### Stated problem
Count the lines in the material below that contain the string "tree", with case counting, and give only the number.

==============================

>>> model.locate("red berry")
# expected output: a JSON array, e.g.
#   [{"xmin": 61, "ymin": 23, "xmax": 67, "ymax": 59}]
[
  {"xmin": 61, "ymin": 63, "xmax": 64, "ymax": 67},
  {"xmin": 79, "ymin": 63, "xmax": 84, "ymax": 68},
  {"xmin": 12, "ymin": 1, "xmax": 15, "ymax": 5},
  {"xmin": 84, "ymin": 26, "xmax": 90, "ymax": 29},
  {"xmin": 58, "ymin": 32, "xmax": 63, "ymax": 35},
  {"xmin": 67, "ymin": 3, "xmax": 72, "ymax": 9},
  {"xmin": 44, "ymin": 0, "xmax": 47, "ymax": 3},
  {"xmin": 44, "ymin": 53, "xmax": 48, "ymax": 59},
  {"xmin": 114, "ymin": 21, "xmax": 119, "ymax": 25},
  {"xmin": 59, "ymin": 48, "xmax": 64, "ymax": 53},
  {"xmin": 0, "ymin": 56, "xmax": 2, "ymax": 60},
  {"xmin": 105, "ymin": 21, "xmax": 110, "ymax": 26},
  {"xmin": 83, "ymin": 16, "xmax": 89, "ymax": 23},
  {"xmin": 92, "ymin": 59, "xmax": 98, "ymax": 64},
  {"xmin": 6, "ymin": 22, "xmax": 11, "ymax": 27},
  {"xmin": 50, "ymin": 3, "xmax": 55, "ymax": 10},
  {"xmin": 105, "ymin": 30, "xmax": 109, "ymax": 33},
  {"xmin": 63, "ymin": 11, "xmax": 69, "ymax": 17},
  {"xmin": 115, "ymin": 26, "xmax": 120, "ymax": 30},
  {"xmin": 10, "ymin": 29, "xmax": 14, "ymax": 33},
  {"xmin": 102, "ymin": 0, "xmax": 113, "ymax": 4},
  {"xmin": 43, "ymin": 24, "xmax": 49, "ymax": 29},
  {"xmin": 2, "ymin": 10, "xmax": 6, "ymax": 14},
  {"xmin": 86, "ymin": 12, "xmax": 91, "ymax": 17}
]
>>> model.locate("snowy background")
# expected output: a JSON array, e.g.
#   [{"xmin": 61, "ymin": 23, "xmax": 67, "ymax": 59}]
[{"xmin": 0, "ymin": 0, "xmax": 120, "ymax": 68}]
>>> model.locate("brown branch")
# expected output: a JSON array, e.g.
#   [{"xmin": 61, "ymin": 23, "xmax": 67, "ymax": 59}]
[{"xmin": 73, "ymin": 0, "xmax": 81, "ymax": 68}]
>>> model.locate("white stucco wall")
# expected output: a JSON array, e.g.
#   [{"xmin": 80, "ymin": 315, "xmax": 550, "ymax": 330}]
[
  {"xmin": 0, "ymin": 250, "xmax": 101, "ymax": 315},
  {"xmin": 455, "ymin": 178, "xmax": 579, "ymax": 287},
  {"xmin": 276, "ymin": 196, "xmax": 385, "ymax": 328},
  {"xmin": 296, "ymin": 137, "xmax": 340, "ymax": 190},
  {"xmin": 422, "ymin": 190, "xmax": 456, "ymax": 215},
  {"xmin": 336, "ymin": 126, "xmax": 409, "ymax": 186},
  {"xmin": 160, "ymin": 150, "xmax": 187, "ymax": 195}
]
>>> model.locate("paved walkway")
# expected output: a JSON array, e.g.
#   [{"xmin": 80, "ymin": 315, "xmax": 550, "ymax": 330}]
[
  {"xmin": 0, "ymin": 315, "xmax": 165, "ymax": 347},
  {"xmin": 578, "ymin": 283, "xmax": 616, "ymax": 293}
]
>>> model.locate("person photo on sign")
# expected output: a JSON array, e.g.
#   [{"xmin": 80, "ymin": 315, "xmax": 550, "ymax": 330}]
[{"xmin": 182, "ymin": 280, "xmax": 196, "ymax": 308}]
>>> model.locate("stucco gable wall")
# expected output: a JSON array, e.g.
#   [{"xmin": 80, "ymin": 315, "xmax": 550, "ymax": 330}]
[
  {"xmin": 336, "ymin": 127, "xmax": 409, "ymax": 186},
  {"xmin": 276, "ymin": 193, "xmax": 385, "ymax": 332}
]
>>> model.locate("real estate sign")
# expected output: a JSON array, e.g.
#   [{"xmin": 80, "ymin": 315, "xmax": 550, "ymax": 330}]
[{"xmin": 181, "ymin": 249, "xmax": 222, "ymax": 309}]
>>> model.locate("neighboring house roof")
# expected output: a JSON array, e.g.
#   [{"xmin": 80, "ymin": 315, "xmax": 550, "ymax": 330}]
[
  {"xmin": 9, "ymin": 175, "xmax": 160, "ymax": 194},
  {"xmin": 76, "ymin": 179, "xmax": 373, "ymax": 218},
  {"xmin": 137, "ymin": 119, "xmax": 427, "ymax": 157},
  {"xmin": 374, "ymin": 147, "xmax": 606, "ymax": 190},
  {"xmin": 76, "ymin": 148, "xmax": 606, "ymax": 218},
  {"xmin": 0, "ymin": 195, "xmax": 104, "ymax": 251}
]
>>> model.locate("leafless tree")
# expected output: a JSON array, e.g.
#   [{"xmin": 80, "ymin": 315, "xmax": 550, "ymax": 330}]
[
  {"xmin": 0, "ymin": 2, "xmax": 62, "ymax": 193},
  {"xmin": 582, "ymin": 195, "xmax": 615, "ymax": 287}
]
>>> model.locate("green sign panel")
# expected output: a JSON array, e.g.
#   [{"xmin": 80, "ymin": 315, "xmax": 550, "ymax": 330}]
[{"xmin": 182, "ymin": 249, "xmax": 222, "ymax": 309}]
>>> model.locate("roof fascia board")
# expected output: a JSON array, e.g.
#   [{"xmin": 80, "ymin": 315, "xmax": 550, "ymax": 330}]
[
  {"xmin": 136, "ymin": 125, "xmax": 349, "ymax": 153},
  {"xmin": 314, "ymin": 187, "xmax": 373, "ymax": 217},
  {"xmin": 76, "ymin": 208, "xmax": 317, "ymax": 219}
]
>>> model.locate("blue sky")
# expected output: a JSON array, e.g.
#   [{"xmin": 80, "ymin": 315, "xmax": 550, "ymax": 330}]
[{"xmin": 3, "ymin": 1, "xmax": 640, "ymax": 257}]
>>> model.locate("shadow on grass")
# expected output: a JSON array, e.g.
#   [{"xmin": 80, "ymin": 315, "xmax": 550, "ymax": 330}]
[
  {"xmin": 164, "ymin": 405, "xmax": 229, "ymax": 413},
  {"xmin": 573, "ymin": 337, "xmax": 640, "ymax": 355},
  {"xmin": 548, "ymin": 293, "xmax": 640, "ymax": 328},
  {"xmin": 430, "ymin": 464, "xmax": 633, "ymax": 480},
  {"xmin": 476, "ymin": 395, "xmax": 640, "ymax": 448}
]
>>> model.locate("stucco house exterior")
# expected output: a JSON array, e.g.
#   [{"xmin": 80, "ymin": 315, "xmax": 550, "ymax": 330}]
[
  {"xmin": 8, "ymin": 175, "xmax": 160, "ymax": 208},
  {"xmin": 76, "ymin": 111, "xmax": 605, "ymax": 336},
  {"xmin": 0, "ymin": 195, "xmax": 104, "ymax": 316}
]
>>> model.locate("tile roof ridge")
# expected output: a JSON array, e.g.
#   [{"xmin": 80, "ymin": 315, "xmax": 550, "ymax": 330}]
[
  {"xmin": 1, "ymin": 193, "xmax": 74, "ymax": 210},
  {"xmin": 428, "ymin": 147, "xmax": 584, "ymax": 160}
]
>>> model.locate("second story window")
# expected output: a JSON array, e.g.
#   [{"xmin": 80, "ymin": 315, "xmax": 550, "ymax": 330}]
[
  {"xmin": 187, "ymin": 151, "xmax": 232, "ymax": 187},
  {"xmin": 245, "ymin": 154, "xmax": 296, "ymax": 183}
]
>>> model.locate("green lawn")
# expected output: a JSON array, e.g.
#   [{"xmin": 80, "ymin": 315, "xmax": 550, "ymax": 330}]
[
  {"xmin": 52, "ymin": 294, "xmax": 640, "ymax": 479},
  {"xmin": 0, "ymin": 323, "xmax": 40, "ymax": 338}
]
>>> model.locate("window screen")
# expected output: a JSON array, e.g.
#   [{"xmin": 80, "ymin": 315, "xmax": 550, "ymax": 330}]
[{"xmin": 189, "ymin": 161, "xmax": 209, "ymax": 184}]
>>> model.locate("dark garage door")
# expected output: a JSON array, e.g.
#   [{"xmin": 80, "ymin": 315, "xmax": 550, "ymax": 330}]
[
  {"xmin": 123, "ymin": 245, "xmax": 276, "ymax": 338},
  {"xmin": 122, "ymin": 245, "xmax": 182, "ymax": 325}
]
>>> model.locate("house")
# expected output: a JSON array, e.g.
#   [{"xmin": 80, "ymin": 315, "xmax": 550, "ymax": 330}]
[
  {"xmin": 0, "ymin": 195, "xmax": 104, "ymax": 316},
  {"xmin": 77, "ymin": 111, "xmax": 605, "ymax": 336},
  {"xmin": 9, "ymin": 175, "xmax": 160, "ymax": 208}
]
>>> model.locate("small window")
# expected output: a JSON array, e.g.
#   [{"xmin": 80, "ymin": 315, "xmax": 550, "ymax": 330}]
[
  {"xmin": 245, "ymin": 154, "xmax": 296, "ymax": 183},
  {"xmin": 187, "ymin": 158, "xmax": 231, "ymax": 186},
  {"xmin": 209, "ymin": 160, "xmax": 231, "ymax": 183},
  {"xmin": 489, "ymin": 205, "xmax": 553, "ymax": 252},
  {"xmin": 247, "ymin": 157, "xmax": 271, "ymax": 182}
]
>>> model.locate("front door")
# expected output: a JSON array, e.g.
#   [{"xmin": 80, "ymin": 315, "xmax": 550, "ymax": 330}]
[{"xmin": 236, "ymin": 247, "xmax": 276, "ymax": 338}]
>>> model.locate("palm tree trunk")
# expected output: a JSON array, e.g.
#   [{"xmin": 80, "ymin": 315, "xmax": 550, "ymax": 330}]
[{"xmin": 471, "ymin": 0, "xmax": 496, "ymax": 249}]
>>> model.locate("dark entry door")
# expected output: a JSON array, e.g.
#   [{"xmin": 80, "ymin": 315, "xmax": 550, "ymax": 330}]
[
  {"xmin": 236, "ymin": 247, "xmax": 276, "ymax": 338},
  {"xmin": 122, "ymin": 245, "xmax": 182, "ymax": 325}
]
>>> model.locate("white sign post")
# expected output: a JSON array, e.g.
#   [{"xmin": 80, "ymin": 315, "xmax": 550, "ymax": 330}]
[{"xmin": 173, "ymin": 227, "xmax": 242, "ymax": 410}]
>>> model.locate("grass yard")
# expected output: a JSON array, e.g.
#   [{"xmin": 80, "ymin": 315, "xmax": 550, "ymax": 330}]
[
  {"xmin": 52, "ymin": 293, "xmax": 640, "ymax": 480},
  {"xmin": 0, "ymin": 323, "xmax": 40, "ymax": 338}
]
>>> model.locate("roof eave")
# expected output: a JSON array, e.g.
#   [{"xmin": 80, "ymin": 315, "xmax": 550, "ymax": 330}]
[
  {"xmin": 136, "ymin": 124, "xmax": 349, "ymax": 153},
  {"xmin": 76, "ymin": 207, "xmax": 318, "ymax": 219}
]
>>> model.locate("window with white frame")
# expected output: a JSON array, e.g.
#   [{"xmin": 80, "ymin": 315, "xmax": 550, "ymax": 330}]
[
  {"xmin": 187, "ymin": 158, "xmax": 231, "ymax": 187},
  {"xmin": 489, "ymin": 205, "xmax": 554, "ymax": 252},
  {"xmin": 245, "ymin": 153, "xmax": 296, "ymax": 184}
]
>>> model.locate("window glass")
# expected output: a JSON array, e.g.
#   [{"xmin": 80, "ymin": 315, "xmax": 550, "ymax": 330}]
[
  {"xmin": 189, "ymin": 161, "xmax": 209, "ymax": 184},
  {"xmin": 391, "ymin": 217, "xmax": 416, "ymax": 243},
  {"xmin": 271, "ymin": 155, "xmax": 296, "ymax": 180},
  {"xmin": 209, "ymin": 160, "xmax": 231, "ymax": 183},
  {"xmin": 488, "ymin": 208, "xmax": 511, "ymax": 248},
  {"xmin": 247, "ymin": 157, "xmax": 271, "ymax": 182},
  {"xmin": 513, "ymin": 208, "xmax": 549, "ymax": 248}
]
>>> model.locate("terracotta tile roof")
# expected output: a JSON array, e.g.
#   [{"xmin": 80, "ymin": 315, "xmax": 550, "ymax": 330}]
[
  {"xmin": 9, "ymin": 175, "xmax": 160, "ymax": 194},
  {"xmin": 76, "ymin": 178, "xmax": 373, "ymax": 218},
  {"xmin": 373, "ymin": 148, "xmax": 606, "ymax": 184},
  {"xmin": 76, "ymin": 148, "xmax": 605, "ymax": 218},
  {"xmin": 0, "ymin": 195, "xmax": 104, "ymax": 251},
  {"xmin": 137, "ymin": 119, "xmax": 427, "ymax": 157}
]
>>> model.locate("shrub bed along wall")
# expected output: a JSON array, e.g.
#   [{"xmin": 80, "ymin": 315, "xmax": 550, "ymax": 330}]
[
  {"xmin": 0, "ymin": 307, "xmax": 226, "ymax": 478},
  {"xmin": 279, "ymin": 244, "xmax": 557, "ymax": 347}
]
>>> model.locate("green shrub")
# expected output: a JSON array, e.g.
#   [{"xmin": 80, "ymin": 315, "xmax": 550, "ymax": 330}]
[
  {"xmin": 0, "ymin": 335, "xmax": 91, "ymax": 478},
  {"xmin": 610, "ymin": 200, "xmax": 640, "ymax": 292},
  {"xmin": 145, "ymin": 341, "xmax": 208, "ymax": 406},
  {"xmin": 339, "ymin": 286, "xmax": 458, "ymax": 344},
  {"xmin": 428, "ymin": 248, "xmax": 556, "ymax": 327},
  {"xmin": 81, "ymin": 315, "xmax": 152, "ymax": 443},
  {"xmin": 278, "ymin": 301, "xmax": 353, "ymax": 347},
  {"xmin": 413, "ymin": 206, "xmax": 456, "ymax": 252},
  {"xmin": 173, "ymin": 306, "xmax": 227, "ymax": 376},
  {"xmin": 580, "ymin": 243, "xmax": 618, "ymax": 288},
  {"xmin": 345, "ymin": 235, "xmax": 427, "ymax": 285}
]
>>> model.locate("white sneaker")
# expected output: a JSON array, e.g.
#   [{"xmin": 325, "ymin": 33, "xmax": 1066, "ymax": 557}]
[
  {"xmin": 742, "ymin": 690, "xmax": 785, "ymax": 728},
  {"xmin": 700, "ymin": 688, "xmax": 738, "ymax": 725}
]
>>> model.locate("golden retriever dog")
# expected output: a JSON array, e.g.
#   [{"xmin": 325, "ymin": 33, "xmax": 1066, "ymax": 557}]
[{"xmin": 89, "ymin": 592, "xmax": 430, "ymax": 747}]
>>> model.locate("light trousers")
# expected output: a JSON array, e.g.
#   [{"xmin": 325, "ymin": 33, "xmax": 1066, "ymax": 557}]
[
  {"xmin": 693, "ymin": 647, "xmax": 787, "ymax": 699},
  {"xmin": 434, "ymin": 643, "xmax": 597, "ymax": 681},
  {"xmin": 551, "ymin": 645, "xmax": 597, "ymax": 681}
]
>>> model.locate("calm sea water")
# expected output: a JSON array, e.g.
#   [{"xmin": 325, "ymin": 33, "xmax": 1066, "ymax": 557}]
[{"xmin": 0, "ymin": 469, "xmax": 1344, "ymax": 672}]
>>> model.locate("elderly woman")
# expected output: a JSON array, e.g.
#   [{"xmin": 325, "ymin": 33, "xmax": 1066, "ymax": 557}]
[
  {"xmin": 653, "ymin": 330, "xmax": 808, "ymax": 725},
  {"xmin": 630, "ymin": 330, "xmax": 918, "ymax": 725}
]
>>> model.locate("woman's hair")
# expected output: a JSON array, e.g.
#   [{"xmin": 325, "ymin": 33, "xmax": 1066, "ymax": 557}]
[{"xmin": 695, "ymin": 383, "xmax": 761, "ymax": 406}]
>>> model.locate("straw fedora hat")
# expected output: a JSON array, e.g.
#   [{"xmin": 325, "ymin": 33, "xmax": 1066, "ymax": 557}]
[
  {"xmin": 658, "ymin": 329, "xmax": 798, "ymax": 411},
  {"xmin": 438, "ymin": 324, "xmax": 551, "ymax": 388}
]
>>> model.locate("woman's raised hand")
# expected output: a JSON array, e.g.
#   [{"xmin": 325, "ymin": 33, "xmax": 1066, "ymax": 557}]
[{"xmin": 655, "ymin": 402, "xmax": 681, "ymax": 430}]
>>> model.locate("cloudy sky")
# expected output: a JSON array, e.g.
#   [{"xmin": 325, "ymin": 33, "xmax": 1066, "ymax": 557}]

==============================

### Result for this exercise
2